- Task -
When you reproduce the data, keep every word exactly as it stands and leave the pictures out.

─── Excerpted data ───

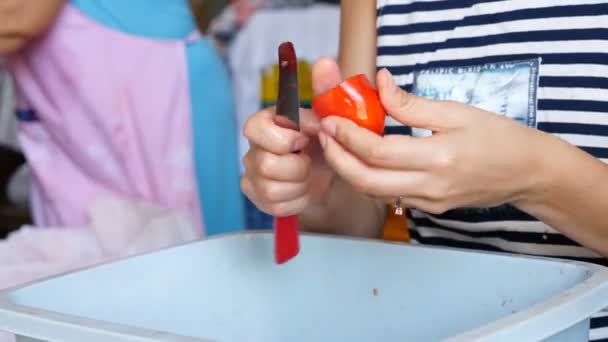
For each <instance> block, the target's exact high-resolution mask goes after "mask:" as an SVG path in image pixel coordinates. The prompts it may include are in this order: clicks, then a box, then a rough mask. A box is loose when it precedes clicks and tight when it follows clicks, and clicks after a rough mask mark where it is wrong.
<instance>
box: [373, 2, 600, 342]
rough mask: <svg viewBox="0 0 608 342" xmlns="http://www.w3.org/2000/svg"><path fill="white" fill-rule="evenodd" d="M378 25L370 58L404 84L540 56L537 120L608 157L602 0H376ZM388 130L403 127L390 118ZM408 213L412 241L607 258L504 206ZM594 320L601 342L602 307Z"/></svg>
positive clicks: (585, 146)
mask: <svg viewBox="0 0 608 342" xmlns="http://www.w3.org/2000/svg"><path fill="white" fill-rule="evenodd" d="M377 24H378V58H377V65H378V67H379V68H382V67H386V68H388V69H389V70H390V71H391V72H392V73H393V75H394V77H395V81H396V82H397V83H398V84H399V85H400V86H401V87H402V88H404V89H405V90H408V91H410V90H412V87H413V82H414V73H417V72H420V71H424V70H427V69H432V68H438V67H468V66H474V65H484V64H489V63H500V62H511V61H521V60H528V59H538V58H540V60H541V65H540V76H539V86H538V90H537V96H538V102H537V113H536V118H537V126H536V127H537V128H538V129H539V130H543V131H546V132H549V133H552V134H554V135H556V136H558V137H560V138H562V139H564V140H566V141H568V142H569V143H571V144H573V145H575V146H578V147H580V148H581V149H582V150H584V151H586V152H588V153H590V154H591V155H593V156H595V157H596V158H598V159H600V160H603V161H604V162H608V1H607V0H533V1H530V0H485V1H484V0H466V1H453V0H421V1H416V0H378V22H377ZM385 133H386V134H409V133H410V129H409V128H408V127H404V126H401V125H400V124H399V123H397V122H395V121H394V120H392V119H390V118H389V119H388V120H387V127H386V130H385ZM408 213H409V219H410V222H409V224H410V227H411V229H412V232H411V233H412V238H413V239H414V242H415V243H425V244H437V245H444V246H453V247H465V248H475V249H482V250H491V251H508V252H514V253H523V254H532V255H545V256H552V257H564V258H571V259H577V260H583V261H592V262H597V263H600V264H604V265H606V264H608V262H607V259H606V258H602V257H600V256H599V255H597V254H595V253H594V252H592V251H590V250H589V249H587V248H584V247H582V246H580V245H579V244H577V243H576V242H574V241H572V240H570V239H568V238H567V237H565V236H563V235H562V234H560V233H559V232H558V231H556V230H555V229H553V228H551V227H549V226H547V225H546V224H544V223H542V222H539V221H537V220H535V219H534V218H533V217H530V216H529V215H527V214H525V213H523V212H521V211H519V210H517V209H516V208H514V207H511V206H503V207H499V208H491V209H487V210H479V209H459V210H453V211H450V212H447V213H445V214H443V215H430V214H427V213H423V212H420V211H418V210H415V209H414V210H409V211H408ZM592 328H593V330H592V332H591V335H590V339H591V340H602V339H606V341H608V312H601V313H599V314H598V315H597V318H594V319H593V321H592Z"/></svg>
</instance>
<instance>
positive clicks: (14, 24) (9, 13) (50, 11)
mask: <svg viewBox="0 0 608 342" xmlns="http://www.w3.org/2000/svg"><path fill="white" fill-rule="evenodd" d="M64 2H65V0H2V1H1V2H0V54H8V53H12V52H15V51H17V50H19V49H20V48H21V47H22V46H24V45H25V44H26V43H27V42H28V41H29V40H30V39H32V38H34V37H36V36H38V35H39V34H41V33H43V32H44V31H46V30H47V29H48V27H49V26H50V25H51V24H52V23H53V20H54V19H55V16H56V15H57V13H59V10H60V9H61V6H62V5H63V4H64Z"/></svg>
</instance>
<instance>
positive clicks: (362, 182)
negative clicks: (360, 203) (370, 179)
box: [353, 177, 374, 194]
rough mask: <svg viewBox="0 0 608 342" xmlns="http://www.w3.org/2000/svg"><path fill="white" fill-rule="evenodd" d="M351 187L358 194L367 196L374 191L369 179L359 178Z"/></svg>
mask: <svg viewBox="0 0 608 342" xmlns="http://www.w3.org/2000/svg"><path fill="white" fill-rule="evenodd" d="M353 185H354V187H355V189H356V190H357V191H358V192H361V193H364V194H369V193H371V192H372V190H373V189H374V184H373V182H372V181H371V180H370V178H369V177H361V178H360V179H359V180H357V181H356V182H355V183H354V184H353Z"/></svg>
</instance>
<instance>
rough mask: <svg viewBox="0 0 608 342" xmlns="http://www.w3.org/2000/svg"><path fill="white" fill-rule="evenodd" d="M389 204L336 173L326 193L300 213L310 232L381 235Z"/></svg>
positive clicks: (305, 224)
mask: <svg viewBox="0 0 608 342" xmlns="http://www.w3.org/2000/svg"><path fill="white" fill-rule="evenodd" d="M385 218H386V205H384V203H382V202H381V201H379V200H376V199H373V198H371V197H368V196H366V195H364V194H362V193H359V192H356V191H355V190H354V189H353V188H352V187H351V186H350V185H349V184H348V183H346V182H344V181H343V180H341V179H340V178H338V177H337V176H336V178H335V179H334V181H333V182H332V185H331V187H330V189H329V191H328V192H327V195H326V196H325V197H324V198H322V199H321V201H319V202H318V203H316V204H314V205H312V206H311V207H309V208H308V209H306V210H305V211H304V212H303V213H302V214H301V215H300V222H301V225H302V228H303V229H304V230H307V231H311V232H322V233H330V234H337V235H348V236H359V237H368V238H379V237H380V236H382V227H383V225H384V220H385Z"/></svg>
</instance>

───

- Answer for the task -
For each <instance> block, the target's exact high-resolution mask goes after "mask:" as an SVG path in image pixel coordinates. The prompts it may include are in this order: clicks, then a box, then a rough mask. A box is loose when it precedes clicks and tight when it follows clicks, and clicks after a rough mask mark where it is wrong.
<instance>
box: [373, 2, 600, 342]
rough mask: <svg viewBox="0 0 608 342" xmlns="http://www.w3.org/2000/svg"><path fill="white" fill-rule="evenodd" d="M378 25L370 58L404 84L540 56L537 120L608 157L602 0H376ZM388 130L403 127L390 118ZM408 213L412 241L607 258L504 206ZM594 320L601 342L602 307Z"/></svg>
positive clicks: (585, 146)
mask: <svg viewBox="0 0 608 342" xmlns="http://www.w3.org/2000/svg"><path fill="white" fill-rule="evenodd" d="M377 24H378V58H377V65H378V67H379V68H382V67H386V68H388V69H389V70H390V71H391V72H392V73H393V75H394V77H395V81H396V82H397V83H398V84H399V85H400V86H401V87H402V88H404V89H405V90H408V91H410V90H412V87H413V82H414V73H417V72H420V71H424V70H427V69H432V68H438V67H468V66H474V65H484V64H489V63H500V62H511V61H521V60H528V59H538V58H540V60H541V65H540V76H539V86H538V90H537V96H538V102H537V113H536V118H537V126H536V127H537V128H538V129H539V130H543V131H546V132H549V133H552V134H554V135H556V136H558V137H560V138H562V139H564V140H566V141H568V142H569V143H571V144H573V145H575V146H578V147H580V148H581V149H582V150H584V151H586V152H588V153H590V154H591V155H593V156H595V157H596V158H598V159H600V160H603V161H604V162H608V1H607V0H533V1H530V0H485V1H484V0H466V1H453V0H421V1H416V0H378V22H377ZM385 133H386V134H409V133H410V129H409V128H408V127H404V126H401V125H400V124H399V123H397V122H395V121H394V120H392V119H390V118H389V119H388V120H387V127H386V130H385ZM408 213H409V219H410V222H409V224H410V227H411V229H412V232H411V233H412V238H413V239H414V242H415V243H425V244H437V245H444V246H453V247H465V248H475V249H482V250H491V251H508V252H514V253H523V254H532V255H545V256H552V257H564V258H571V259H577V260H583V261H592V262H597V263H600V264H604V265H606V264H608V262H607V259H606V258H602V257H600V256H599V255H597V254H595V253H594V252H592V251H590V250H589V249H587V248H584V247H582V246H580V245H579V244H577V243H576V242H574V241H572V240H570V239H568V238H567V237H565V236H563V235H562V234H560V233H559V232H558V231H556V230H555V229H553V228H551V227H549V226H547V225H546V224H544V223H542V222H539V221H537V220H535V219H534V218H533V217H530V216H529V215H527V214H525V213H523V212H521V211H519V210H517V209H516V208H514V207H511V206H503V207H499V208H491V209H487V210H479V209H459V210H453V211H450V212H447V213H445V214H443V215H430V214H427V213H423V212H420V211H418V210H415V209H414V210H409V211H408ZM592 328H593V330H592V332H591V335H590V339H591V340H602V339H606V341H608V312H601V313H599V314H598V315H597V318H594V319H593V321H592Z"/></svg>
</instance>
<instance>
positive clicks: (14, 24) (9, 13) (50, 11)
mask: <svg viewBox="0 0 608 342" xmlns="http://www.w3.org/2000/svg"><path fill="white" fill-rule="evenodd" d="M64 2H65V0H2V1H1V2H0V54H8V53H12V52H15V51H17V50H19V49H20V48H21V47H22V46H24V45H25V44H26V43H27V42H28V41H29V40H30V39H32V38H34V37H36V36H38V35H39V34H41V33H43V32H44V31H46V30H47V29H48V27H49V26H50V25H51V24H52V23H53V20H54V19H55V16H56V15H57V13H59V10H60V9H61V6H62V5H63V4H64Z"/></svg>
</instance>
<instance>
positive clicks: (362, 182)
negative clicks: (360, 203) (370, 179)
box: [353, 177, 374, 194]
rough mask: <svg viewBox="0 0 608 342" xmlns="http://www.w3.org/2000/svg"><path fill="white" fill-rule="evenodd" d="M351 187L358 194L367 196L374 191L369 179L359 178Z"/></svg>
mask: <svg viewBox="0 0 608 342" xmlns="http://www.w3.org/2000/svg"><path fill="white" fill-rule="evenodd" d="M353 185H354V187H355V189H356V190H357V191H358V192H361V193H364V194H369V193H371V192H372V190H373V189H374V184H373V182H372V181H371V180H370V178H369V177H361V178H360V179H359V180H357V181H356V182H355V183H354V184H353Z"/></svg>
</instance>
<instance>
rough mask: <svg viewBox="0 0 608 342" xmlns="http://www.w3.org/2000/svg"><path fill="white" fill-rule="evenodd" d="M389 204L336 173L326 193L300 213L310 232L381 235Z"/></svg>
positive clicks: (305, 224)
mask: <svg viewBox="0 0 608 342" xmlns="http://www.w3.org/2000/svg"><path fill="white" fill-rule="evenodd" d="M385 218H386V205H384V203H382V202H381V201H379V200H376V199H373V198H371V197H368V196H366V195H364V194H362V193H359V192H356V191H355V190H354V189H353V188H352V187H351V186H350V185H349V184H348V183H346V182H344V181H343V180H341V179H340V178H338V177H337V176H336V178H335V179H334V181H333V182H332V185H331V187H330V189H329V191H328V192H327V195H326V196H325V197H324V198H322V199H321V201H319V202H318V203H316V204H314V205H312V206H311V207H309V208H308V209H306V210H305V211H304V212H303V213H302V214H301V215H300V222H301V225H302V228H303V229H304V230H307V231H311V232H322V233H330V234H337V235H348V236H359V237H368V238H379V237H380V236H382V227H383V225H384V220H385Z"/></svg>
</instance>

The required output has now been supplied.